[Lines of data]
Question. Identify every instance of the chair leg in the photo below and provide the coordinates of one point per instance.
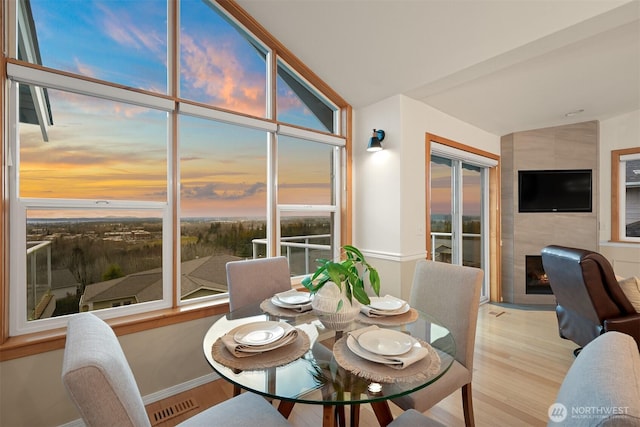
(467, 406)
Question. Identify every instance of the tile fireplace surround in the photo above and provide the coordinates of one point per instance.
(572, 146)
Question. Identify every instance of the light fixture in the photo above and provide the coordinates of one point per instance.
(376, 138)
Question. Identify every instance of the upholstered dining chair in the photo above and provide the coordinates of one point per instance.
(253, 280)
(101, 384)
(451, 294)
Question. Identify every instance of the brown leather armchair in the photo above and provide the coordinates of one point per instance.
(589, 300)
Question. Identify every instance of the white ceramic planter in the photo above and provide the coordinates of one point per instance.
(325, 306)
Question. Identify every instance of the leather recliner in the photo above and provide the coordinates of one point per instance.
(589, 300)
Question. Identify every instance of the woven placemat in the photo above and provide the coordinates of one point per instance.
(268, 359)
(399, 319)
(421, 370)
(270, 308)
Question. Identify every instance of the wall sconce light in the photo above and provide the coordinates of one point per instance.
(375, 140)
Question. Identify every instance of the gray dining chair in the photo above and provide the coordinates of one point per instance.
(451, 294)
(253, 280)
(101, 384)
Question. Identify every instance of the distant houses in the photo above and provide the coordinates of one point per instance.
(199, 277)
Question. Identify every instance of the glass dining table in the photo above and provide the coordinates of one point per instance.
(322, 370)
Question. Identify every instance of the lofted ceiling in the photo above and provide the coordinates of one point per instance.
(501, 65)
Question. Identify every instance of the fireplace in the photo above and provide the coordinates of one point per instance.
(537, 282)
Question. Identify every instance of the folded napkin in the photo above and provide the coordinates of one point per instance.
(246, 350)
(302, 307)
(401, 361)
(374, 312)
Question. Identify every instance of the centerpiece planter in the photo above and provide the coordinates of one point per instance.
(333, 308)
(339, 288)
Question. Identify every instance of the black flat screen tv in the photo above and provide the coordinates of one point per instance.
(555, 190)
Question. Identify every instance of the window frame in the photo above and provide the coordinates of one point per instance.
(618, 214)
(173, 311)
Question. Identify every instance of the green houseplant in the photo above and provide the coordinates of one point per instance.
(348, 274)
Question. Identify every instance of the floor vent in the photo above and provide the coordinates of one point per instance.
(164, 414)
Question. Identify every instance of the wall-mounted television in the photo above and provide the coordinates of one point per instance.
(555, 190)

REQUIRED TASK
Edit the data above so that every "photo" becomes "image", then write all of the data out again with nothing else changed. Leave the pictures out.

COMPLETE ANSWER
Question. Identify every instance of the chair leg in the image below and provide the coordinates of one point per instance.
(467, 406)
Question. Identify every instance of the tile fireplace surround in the image above and provide the coordinates of one point per instance.
(572, 146)
Question. Identify every instance of the light fixture in the image above and provide the coordinates of one point per instance.
(376, 138)
Question. Identify every instance of the upholstered dining chair in the image above and provide the coordinates of one point per instance.
(253, 280)
(101, 384)
(451, 294)
Question. Identify every instance of the brown leather armchair in the image above and provide the coordinates of one point per instance.
(589, 300)
Question. Identify every instance of the white ceramic planter in the image above and provide the coordinates of one point per instance.
(325, 306)
Question. Identify every instance of the leather recliner in the image above and provide the coordinates of one point per instance.
(589, 300)
Question. Identify every instance of the woven placemat in the image above and provide the coordinates of one point per instance.
(268, 359)
(399, 319)
(421, 370)
(270, 308)
Question. Identify every instance of the wall sconce light in the image above and provide the coordinates of one point per instance.
(375, 140)
Question. Identify every instance of the gray dining chair in the image above and provide the coordinates of one point per instance.
(451, 294)
(253, 280)
(101, 384)
Question. Identify every instance of the distant houses in the image above and provide the coordinates of one point per instance.
(199, 277)
Question. Identify every instance of the glass dining table in the image above and provide the coordinates of one point per instance.
(322, 370)
Question. Identify every instance of the lofted ceiling in the image above and provide the coordinates of one point per instance.
(501, 65)
Question. Identify every instance of the fireplace in the image above and provide the coordinates of one point per instance.
(537, 282)
Question. Identify every instance of the folded napkin in the image above and provide the coordinates of one point per instance.
(246, 350)
(302, 307)
(401, 361)
(374, 312)
Question. Identify every instance of the centerpiece planter in the image above and provide the coordinates of one point per instance.
(333, 308)
(339, 288)
Question. Identify every instance of the black flat screen tv in the image above and provide the coordinates of one point per instance.
(555, 190)
Question. Identify every instance of the window frame in the image above and provide the coordinates of one point per instance.
(618, 214)
(173, 311)
Question. Identify every instance of the green houseplant in the image above and provide the coordinates of one point per instance.
(348, 274)
Question. Identify every instance of the floor vent in the image above and provide the coordinates of one point per instance.
(164, 414)
Question. Identify every instance of the wall-mounted television in the image above and provide the coordinates of one point per instance.
(555, 190)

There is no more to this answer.